Tarefas obrigatórias:
a - Transcreva, do texto sobre a saúde da mulher amazônica, o trecho que começa com as palavras "Lideranças comunitárias rurais" e termina com "se tornou irreversível.".
b - No texto sobre a saúde da mulher amazônica, em que áreas a Dra. Milena Gomes é pós-graduada?
c - Dê continuidade ao texto sobre a saúde da mulher amazônica a partir do ponto em que ele para.

Trecho do texto:
· · ·
Lideranças comunitárias rurais e lideranças indígenas sempre se queixam do abandono que sofrem no que diz respeito a ações de prevenção, nesse caso, à falta dessas ações. Essa ausência gera consequências devastadoras, uma vez que muitas doenças silenciosas se gravam por conta da falta da prevenção e quando são diagnosticadas, já não há o que fazer, quando o estado da paciente já se tornou irreversível.
A esse respeito, o TDF conversou com a Dra. Milena Gomes – ginecologista e obstetra Especialista em Patologias do trato genital inferior e Colposcopia, pós-graduada em sexologia e Rejuvenescimento Íntimo – a qual considera que a mulher amazônica, principalmente, a que está longe da zona urbana tem mais vulnerabilidades no que diz respeito a infecções sexualmente transmissíveis e a outras doenças do aparelho reprodutor. Segundo ela, isso se deve a fatores como “baixo nível de escolaridade, analfabetismo e pouco acesso às informações, início precoce da vida sexual, vergonha em realizar exames íntimos e, até mesmo, por impedimento do conjugue, difícil acesso à saúde básica, exames de prevenção, orientação profissional e atendimento médico, dificuldade devido à distância dos grandes centros, baixo poder aquisitivo”.
· · ·
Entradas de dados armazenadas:

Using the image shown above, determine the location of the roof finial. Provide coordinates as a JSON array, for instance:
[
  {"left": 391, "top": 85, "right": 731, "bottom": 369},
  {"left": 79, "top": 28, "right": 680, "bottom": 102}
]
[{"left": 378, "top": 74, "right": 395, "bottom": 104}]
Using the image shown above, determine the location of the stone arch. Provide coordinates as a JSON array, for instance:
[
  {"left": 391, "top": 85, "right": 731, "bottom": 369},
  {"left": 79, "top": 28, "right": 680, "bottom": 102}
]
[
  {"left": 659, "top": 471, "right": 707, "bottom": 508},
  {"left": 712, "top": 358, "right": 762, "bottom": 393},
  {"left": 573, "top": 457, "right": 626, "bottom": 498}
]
· · ·
Respostas por item:
a -
Lideranças comunitárias rurais e lideranças indígenas sempre se queixam do abandono que sofrem no que diz respeito a ações de prevenção, nesse caso, à falta dessas ações. Essa ausência gera consequências devastadoras, uma vez que muitas doenças silenciosas se gravam por conta da falta da prevenção e quando são diagnosticadas, já não há o que fazer, quando o estado da paciente já se tornou irreversível.

b - Em sexologia e Rejuvenescimento Íntimo.

c -
Unir o tradicional ao convencional pela saúde da mulher ribeirinha, quilombola e indígena
O atendimento básico de saúde precisa chegar ao interior. A esse respeito, falou ao Tapajós de Fato a doutora Milena Pagel, médica generalista, que também atende em unidades básicas fora da zona urbana e falou a respeito do que diferencia o atendimento às mulheres de fora da zona urbana na Amazônia: “já trabalhei na zona urbana periférica, região de rios e planalto. Os atendimentos em regiões fora da zona urbana são de pessoas que moram longe da unidade de saúde e percorrem longas distâncias. Devido a isso, há uma urgência de várias demandas em saúde que precisam ser resolvidas assim que conseguem atendimentos. São muitas demandas em uma consulta”.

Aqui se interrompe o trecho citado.